[Aim] Reproduce every one of the records below word for word, keeping each line in its original order.

>> Begin Given entries

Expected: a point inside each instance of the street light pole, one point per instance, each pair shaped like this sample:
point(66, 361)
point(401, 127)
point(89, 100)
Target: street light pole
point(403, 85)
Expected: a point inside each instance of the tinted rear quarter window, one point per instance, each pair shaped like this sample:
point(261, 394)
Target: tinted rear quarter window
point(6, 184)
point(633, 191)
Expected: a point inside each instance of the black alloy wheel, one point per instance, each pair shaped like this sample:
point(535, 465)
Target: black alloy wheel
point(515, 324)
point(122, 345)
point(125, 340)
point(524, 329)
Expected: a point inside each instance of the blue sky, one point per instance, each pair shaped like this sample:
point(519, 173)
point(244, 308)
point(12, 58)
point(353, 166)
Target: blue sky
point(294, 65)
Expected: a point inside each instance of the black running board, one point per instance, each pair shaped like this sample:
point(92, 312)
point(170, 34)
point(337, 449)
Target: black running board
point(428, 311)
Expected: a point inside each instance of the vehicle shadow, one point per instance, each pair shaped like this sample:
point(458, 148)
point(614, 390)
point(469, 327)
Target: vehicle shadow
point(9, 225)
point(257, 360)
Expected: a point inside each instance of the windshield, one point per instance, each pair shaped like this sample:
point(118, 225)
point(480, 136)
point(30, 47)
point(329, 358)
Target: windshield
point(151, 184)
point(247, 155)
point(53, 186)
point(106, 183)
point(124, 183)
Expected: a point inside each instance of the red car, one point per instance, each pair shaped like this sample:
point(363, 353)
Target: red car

>> End Given entries

[Exercise solution]
Expected: a point inside each instance of the street light pole, one point per instance, each pair shaped like this sample:
point(66, 361)
point(401, 127)
point(89, 100)
Target: street light pole
point(403, 85)
Expected: a point inside each instance of the tinted rear quarter window, one point per instance, each pair shaped like this sample:
point(261, 394)
Target: tinted rear quarter window
point(6, 184)
point(633, 191)
Expected: a point inside each instance of the black alloy wheel, one point per instance, each pair shaped like this sample:
point(535, 465)
Target: black alloy wheel
point(515, 324)
point(122, 345)
point(125, 340)
point(524, 329)
Expected: a point inside each instance of the blue sky, one point per instance, each pair shaped like this sample:
point(519, 173)
point(244, 308)
point(12, 58)
point(353, 166)
Target: blue sky
point(294, 65)
Expected: a point inside each instance of the black running board, one point per instance, each pair shaped like this sample:
point(92, 312)
point(170, 34)
point(337, 449)
Target: black running board
point(428, 311)
Expected: a point inside each instance of the vehicle shadow, one point per instance, each pair shaped like this sample:
point(458, 148)
point(614, 390)
point(469, 327)
Target: vehicle shadow
point(9, 225)
point(257, 360)
Expected: a point inside each instance of the windshield, one point per instance, each pair shaped like this sample:
point(118, 225)
point(480, 136)
point(30, 47)
point(329, 358)
Target: windshield
point(151, 184)
point(247, 155)
point(53, 186)
point(106, 183)
point(124, 183)
Expected: a point inside each instance of the red car, one point per instance, each pair shaped like this sample:
point(363, 353)
Target: red car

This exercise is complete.